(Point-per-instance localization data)
╔══

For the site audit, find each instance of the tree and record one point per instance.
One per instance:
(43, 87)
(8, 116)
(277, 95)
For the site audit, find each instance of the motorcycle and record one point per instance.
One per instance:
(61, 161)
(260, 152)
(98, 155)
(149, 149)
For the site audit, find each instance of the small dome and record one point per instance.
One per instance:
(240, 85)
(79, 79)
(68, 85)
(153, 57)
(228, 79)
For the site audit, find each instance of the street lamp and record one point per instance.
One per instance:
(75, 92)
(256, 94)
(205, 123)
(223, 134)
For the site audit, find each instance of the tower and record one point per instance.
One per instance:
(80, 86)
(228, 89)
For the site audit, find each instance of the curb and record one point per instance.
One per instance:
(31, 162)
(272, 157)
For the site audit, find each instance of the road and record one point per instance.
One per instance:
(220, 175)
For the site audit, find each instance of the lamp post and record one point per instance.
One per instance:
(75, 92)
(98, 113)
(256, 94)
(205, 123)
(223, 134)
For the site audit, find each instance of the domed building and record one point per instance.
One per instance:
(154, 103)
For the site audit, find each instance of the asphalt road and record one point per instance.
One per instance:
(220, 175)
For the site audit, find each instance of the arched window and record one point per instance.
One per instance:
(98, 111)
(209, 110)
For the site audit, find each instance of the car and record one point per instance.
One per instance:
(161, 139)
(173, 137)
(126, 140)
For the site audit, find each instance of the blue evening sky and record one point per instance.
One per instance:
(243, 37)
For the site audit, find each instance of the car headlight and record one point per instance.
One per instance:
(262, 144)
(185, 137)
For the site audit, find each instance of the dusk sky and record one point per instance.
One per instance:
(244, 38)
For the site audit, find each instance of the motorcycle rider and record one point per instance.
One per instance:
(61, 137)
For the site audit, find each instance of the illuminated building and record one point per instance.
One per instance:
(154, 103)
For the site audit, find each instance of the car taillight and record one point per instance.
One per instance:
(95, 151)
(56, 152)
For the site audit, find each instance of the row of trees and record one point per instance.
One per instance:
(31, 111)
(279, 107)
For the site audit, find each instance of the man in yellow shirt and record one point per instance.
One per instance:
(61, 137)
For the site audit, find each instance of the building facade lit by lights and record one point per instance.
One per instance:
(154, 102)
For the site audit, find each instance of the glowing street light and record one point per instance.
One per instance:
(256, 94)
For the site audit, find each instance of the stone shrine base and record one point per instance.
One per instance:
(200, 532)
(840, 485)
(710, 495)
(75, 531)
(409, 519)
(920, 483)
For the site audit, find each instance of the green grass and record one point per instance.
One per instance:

╚══

Problem statement => Go through the records above and copy every line holding the word "motorcycle".

Exercise output =>
For the site audit, find each instance of the motorcycle and record one point per instance.
For the site audit, find each instance of the motorcycle rider and record one point per instance.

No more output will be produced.